■ MATERIAL SHOWN ■
────────

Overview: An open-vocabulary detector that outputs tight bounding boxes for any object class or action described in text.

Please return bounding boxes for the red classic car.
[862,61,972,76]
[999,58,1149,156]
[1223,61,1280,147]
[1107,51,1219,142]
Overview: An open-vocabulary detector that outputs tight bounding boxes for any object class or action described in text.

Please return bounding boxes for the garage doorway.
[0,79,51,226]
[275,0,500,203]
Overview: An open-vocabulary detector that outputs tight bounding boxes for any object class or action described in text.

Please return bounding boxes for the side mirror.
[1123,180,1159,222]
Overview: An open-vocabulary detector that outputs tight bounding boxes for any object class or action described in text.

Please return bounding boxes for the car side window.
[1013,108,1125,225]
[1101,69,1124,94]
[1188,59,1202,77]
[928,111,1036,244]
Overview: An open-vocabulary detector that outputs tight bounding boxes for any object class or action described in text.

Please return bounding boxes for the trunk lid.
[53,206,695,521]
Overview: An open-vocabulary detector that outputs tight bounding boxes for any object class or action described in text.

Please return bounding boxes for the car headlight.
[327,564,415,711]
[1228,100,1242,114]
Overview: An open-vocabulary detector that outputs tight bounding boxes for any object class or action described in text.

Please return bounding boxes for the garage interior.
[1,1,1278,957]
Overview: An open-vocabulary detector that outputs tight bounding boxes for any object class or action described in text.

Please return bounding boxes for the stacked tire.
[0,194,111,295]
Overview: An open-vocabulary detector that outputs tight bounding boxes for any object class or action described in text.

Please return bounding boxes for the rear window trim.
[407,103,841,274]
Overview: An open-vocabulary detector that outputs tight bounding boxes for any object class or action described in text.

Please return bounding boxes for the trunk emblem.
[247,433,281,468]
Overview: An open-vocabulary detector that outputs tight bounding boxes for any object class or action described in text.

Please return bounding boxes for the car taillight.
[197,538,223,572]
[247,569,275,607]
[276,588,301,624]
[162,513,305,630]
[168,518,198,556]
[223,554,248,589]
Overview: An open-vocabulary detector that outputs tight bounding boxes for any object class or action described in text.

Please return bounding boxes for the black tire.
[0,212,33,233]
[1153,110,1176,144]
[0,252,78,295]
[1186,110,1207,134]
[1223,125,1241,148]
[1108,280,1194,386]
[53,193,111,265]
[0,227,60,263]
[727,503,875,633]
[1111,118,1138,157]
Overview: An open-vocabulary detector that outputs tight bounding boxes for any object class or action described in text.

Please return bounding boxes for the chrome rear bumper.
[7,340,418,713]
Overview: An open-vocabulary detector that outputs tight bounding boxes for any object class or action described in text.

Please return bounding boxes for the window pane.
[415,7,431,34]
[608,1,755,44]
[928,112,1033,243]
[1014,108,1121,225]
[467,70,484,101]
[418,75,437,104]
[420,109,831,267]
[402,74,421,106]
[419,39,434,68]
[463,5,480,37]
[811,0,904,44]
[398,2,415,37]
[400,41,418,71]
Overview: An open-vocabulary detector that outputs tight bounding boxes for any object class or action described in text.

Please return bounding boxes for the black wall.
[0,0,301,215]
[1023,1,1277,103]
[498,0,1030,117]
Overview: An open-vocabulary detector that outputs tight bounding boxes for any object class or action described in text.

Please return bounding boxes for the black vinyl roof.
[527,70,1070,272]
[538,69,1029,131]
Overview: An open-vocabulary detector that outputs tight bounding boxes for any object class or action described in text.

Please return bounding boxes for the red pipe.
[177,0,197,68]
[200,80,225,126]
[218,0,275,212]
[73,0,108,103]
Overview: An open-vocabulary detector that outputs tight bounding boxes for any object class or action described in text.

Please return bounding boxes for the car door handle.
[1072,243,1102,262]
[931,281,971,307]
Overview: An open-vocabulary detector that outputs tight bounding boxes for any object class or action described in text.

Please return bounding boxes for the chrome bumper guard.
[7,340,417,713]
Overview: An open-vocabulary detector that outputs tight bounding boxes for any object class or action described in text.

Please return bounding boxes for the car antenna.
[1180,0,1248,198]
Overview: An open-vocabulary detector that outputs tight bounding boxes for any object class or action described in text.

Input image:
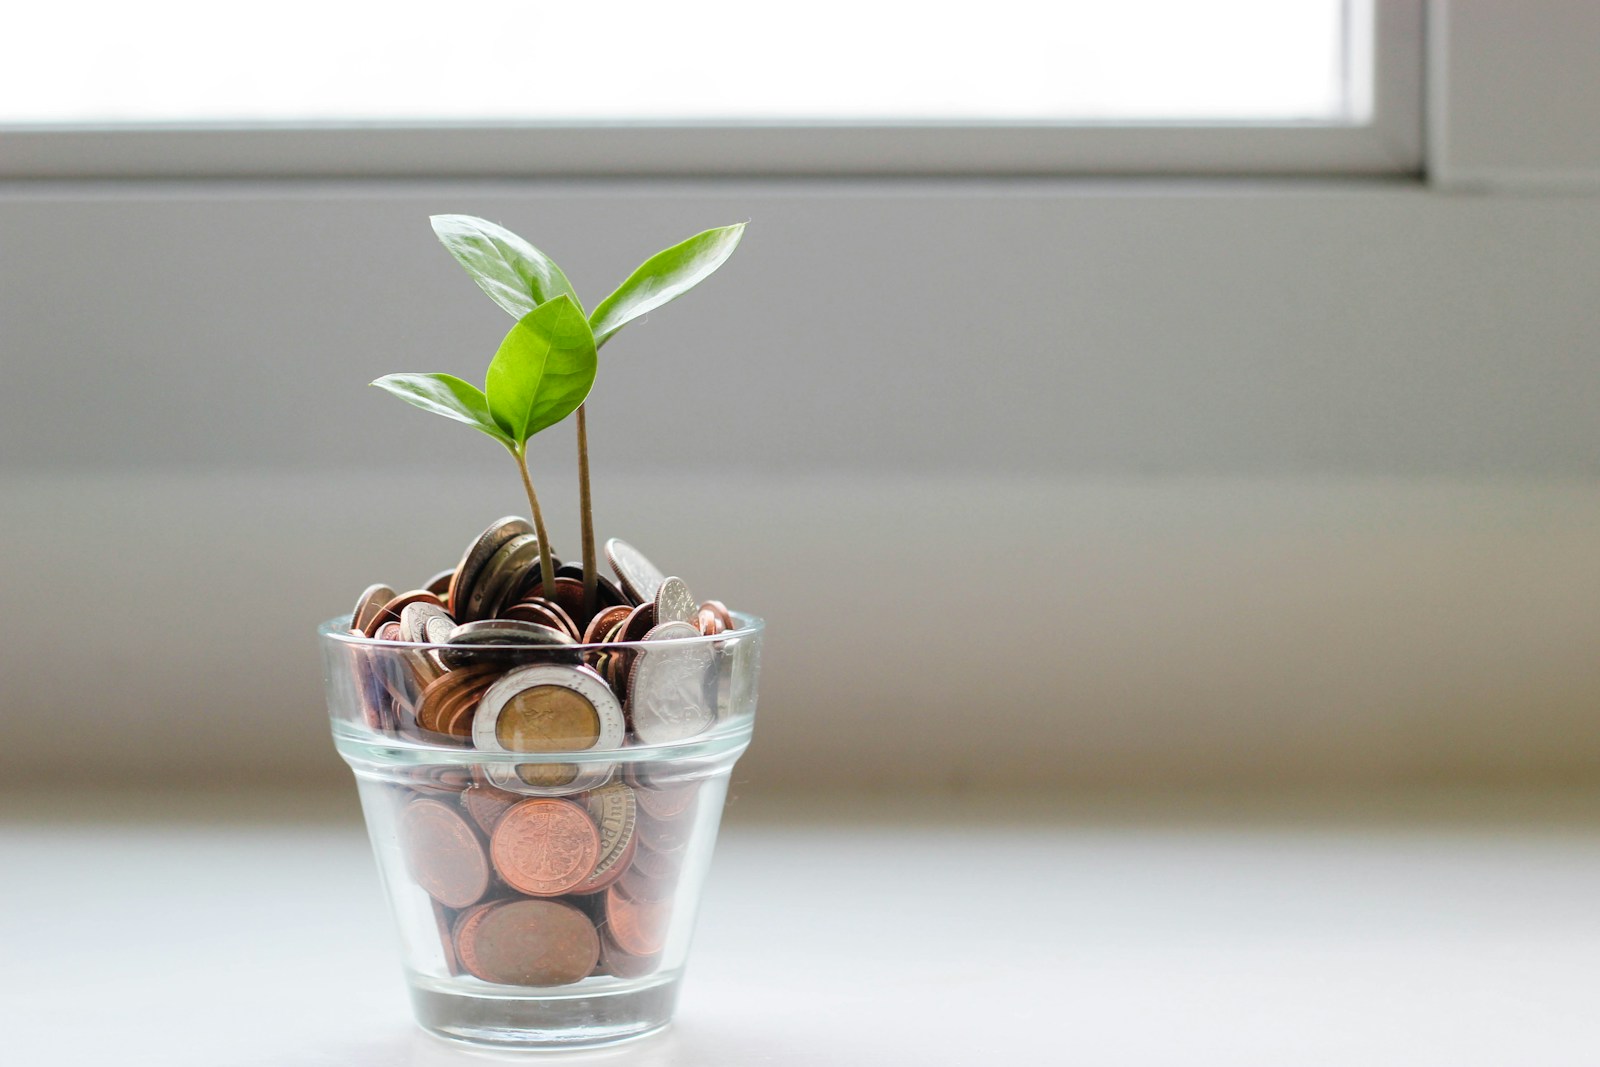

────────

■ PROBLEM REQUIREMENTS ■
Pictures are to be left out; repeat all the remaining data exactly.

■ OUTPUT OF THE TASK ■
Overview: An open-vocabulary detector that outputs tight bounding boxes for any object class or action described in text.

Please return bounding boxes for the red classic car.
[862,61,972,76]
[999,58,1149,156]
[1223,61,1280,147]
[1107,51,1219,142]
Overview: An open-vocabulary detector that outputs tight bounding boxes for any object class or action described in text.

Please return bounding boxes for the garage doorway.
[0,79,51,226]
[275,0,500,203]
Overview: An open-vocabulary detector that outputs tight bounding boxes for any object class or action described in text.

Please return bounding boxes for the side mirror.
[1123,180,1159,222]
Overview: An open-vocabulary detector that outputs tight bounding boxes for any object class or action described in text.

Please return bounding boxes for the car side window.
[1013,108,1125,225]
[1101,69,1124,94]
[1188,59,1202,77]
[928,111,1036,244]
Overview: An open-vocabulary detector that outputs tight bounding boxes for any object class or action described in text.

Please return bounding boxes for the trunk lid.
[53,206,695,521]
Overview: An open-vocabulary detector that outputs tight bounding boxes for any object class or action described in text.

Please return bounding boxes for the car headlight.
[327,564,415,711]
[1228,100,1242,114]
Overview: An open-vocabulary detector that outputs tight bounding boxes for any object class or action described in text.

Please return bounding boxes for the garage interior.
[1,1,1278,957]
Overview: An open-vocabulary detector that outputs tight bounding boxes for any object class or action described in text.

Please return bounding boxes for the stacked tire.
[0,194,111,295]
Overview: An open-vocabulary detector that outputs tight bounding boxes for any object class or action described in text.

Please return bounding boxes for the rear window trim.
[407,103,841,274]
Overview: An open-vocabulary detector that outputs tight bounding boxes for any object class or action described in text.

Please return bounding boxes for the trunk emblem.
[247,433,281,468]
Overview: An open-vocabulary detector that outputs tight bounding boxes for any object class or action described in text.

Please return bounding boxes for the car taillight.
[197,538,223,572]
[247,569,275,607]
[276,588,301,624]
[162,513,305,630]
[168,518,198,556]
[223,554,248,589]
Overview: An open-vocabulary detector that outputs tight bounding boxes for any object class or action described in text.

Please return bounding boxes for the black tire.
[0,212,33,233]
[1153,110,1176,144]
[0,252,78,295]
[1186,110,1207,134]
[1223,125,1241,148]
[1108,280,1194,386]
[53,193,111,265]
[0,227,60,263]
[727,503,875,633]
[1111,118,1138,157]
Overview: An open-vocabulary detector that outputs tight bounding boxes for any object class or action described in text.

Please return bounding boxes for the chrome rear bumper.
[7,340,418,713]
Overview: An open-vocabulary detector that outputs tight bounding boxes for any object class or action described in text.

Please return bounding boxes for the window pane.
[415,7,431,34]
[608,1,755,44]
[928,112,1033,243]
[1014,108,1121,225]
[467,70,484,101]
[418,75,437,104]
[420,109,831,267]
[402,74,421,106]
[419,39,434,68]
[463,5,480,37]
[811,0,904,44]
[398,2,415,37]
[400,41,418,71]
Overview: An open-vocabulary detector that outputs tight bounding boxes for any object class or action described in text.

Please return bounding boxes for the black wall.
[0,0,301,215]
[1023,1,1277,103]
[498,0,1030,117]
Overview: An open-vocabulary detector that outputs tight bounding boxes for any object class or action described in text.

Please return bounding boxes for the black vinyl roof.
[527,70,1070,272]
[538,69,1029,131]
Overview: An open-vocabulary detector that outputs tight bounding boxes for any object class or action described in text.

Please return bounding boxes for the red pipe.
[177,0,197,68]
[200,80,225,126]
[218,0,275,212]
[73,0,108,103]
Overview: An open-vocabulary detector that outputs tight bounding boxes for any object class or action described in text.

Please return bounding boxes for the car door handle.
[1072,243,1102,262]
[931,281,971,307]
Overview: An open-vocabulary detector that outputs tight bounding boxes for any object class or action described in text.

Please return bounding boxes for the chrome bumper guard.
[7,340,417,713]
Overview: An open-vocabulary detector that outputs tight bounding boxes for any object class or action described in text.

Please return bounding boxes for the car antenna.
[1180,0,1248,198]
Overview: An open-vocabulary detector that outputs tight bounding boxes for any object class or action described in text.

Input image:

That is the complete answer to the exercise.